## start

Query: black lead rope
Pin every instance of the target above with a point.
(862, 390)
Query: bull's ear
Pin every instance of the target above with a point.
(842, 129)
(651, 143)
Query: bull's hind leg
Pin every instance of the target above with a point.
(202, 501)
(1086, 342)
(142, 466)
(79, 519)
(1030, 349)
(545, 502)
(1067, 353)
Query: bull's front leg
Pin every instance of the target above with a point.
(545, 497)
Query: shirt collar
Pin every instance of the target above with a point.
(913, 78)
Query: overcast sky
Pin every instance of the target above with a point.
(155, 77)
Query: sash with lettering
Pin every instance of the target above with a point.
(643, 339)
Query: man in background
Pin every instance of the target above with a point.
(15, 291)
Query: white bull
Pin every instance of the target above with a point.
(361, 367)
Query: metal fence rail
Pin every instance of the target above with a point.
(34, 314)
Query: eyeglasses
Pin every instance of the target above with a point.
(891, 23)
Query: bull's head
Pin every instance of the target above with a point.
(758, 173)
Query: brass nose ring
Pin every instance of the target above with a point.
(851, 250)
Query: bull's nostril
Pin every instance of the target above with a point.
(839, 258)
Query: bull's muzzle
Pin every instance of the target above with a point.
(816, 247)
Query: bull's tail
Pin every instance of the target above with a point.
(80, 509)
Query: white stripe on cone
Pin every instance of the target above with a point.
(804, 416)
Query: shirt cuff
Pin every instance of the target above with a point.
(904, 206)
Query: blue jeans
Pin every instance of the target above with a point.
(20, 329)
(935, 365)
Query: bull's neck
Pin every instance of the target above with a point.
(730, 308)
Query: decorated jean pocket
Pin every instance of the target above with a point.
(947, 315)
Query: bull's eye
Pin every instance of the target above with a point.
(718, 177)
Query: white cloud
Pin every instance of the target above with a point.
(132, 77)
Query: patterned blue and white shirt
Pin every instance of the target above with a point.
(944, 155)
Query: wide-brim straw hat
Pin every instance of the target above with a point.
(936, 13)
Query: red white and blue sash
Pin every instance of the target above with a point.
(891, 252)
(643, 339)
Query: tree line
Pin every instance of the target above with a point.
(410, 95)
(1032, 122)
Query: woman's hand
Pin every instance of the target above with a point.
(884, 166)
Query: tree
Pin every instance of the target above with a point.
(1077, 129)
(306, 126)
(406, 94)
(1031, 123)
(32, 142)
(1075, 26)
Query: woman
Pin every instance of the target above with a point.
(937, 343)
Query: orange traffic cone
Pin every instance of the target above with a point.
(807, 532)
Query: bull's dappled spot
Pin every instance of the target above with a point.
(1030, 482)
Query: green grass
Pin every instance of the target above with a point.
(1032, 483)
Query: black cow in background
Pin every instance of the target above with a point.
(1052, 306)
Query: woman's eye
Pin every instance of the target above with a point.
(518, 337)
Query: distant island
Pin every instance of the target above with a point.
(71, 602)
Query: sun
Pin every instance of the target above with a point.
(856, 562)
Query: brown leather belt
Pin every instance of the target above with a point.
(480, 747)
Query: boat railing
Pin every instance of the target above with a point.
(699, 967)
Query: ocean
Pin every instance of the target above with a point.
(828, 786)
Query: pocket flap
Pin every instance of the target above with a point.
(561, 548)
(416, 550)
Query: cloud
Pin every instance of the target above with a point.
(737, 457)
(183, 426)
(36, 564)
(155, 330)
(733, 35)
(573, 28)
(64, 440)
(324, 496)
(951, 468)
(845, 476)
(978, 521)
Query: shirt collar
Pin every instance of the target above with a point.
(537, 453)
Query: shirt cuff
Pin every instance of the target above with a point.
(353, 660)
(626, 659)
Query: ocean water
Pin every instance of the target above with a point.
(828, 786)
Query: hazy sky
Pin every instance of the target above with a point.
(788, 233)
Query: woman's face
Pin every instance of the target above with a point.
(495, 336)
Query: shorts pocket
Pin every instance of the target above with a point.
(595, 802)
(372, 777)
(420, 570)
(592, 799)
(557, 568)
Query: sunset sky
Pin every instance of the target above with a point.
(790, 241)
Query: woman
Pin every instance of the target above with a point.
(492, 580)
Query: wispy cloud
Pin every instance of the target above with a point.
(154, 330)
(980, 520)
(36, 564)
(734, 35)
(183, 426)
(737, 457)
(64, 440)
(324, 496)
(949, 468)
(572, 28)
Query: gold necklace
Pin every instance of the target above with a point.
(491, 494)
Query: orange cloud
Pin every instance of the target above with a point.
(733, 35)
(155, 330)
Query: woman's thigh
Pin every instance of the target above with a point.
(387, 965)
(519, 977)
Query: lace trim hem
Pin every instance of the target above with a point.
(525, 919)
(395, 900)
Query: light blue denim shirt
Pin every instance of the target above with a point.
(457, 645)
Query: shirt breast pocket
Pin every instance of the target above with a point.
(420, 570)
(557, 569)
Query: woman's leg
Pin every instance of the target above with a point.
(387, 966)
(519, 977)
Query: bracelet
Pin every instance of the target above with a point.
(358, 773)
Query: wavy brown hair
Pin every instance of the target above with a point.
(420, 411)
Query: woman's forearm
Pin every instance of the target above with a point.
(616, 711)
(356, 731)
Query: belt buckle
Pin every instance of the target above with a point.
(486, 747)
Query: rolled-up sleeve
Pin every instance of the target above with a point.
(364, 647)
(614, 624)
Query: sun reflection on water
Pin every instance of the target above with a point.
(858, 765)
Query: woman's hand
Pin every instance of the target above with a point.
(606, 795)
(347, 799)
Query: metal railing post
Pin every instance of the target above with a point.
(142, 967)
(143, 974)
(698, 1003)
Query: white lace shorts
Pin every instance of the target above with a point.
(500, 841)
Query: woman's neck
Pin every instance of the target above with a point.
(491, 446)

## end
## start

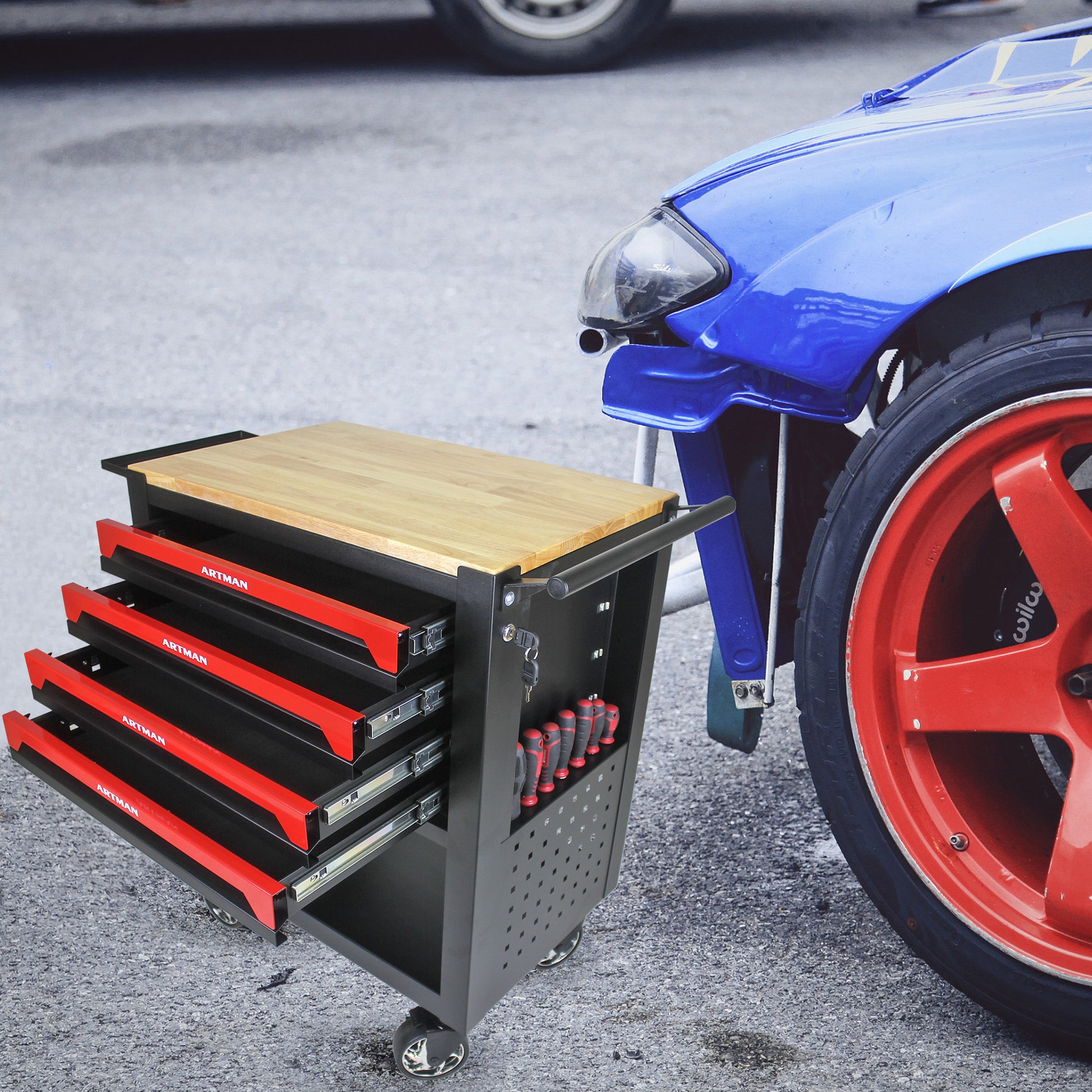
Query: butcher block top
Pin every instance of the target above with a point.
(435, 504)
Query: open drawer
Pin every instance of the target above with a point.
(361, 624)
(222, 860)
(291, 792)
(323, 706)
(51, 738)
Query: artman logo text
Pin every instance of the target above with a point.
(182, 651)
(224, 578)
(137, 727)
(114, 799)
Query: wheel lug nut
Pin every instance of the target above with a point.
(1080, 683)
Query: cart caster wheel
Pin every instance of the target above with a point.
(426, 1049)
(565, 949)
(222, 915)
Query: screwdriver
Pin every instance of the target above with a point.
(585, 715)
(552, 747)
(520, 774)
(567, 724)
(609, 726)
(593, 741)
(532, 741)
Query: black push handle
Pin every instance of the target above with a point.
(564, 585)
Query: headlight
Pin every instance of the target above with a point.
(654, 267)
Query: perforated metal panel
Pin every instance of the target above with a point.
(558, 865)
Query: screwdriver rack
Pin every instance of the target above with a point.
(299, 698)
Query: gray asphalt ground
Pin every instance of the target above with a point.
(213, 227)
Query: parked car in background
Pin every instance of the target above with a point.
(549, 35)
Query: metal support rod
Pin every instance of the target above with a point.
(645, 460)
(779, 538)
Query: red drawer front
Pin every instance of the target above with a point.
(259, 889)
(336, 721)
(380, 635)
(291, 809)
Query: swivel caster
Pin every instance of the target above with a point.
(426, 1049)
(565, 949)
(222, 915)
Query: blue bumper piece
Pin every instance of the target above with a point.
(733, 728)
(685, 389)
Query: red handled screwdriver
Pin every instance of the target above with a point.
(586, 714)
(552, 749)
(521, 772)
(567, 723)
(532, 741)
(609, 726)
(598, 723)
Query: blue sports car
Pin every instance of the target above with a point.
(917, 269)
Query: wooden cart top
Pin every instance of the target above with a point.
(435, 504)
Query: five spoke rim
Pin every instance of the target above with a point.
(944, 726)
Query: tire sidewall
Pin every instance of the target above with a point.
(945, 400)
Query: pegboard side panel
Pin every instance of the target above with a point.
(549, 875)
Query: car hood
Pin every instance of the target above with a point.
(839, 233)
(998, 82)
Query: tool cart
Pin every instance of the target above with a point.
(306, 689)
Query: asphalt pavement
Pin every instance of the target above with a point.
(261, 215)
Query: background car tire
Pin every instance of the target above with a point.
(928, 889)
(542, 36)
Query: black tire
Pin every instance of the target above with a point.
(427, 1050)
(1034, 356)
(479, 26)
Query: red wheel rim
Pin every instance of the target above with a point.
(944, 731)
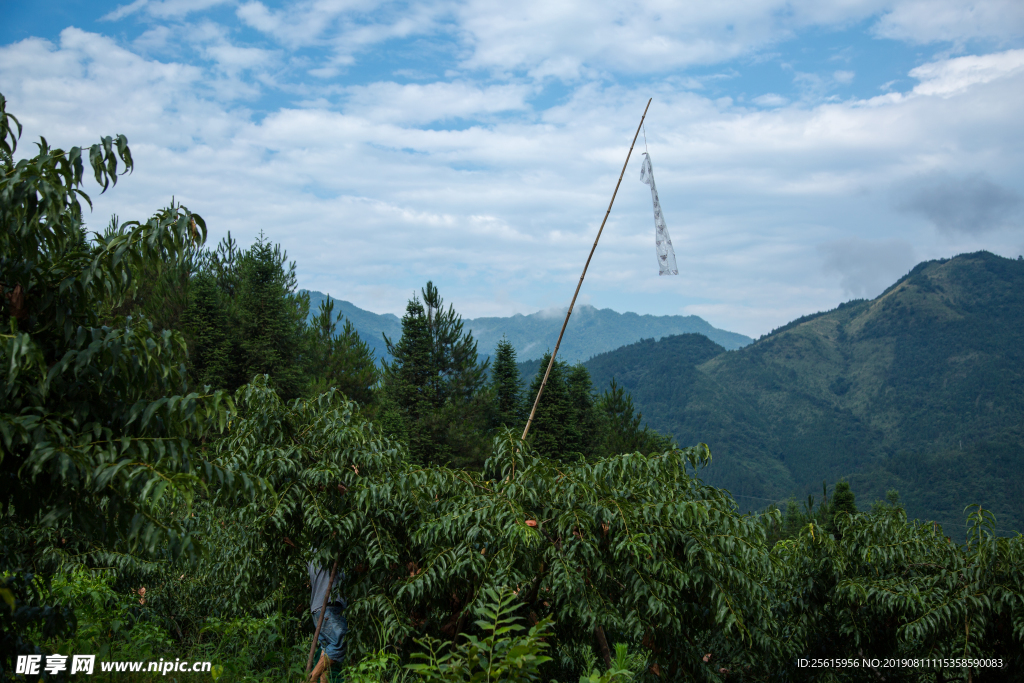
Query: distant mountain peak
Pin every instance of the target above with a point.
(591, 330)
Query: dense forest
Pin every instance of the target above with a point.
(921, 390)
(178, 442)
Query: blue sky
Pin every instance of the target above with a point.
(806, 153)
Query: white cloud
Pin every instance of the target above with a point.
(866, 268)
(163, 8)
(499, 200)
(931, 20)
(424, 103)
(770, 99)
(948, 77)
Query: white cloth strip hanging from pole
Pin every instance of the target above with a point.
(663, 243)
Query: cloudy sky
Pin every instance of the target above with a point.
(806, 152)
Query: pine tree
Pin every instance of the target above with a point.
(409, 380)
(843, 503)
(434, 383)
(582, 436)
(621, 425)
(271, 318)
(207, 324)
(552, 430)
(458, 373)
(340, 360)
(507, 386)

## end
## start

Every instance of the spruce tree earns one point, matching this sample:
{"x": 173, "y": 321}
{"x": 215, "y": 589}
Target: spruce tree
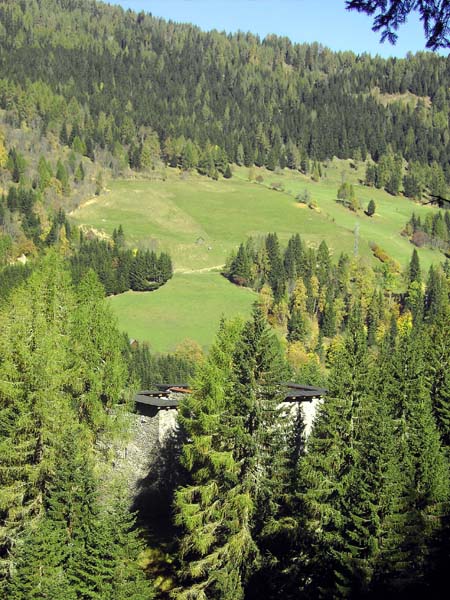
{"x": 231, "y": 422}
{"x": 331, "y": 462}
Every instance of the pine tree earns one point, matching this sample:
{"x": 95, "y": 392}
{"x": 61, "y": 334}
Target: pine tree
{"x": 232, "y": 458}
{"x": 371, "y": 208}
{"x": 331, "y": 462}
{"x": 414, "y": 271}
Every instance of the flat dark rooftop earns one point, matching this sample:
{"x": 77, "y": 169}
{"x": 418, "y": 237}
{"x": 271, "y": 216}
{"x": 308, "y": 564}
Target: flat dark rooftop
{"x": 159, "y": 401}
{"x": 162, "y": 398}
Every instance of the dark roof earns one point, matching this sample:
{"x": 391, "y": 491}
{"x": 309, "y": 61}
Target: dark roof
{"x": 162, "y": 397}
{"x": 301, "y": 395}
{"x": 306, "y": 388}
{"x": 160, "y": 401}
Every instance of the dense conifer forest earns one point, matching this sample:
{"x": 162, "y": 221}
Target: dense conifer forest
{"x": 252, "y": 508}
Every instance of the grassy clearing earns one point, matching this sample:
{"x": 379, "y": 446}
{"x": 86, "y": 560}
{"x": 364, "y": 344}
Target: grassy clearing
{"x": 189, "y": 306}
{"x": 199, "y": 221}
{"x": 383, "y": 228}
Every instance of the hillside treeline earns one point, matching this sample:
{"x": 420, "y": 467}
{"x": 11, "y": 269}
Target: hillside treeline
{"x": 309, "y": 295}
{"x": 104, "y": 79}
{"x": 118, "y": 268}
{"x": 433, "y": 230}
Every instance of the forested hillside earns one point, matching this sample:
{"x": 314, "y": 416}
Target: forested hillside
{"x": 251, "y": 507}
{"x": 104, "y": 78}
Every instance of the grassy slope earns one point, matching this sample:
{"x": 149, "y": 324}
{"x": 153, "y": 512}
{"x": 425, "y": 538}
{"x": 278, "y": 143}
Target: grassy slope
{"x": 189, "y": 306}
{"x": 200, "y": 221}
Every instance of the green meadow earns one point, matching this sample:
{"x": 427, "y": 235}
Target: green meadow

## end

### The exercise
Rewrite the entries from the line containing "Query: belt buckle" through the line containing "(698, 1003)" as a numbered list, omitting any blank lines.

### Solution to this problem
1. Query: belt buckle
2. Pin every instance of the target above with a point.
3. (486, 747)
4. Query: rolled-up sleeve
5. Pin every instance of the target above with a point.
6. (364, 647)
7. (614, 624)
8. Query: sun reflection on water
9. Pin every instance of the target above with a point.
10. (858, 765)
11. Query: woman's hand
12. Pin every instance of the target above with a point.
13. (606, 795)
14. (347, 799)
15. Query: metal railing post
16. Pin every instance of the target above with a point.
17. (142, 967)
18. (143, 974)
19. (698, 1003)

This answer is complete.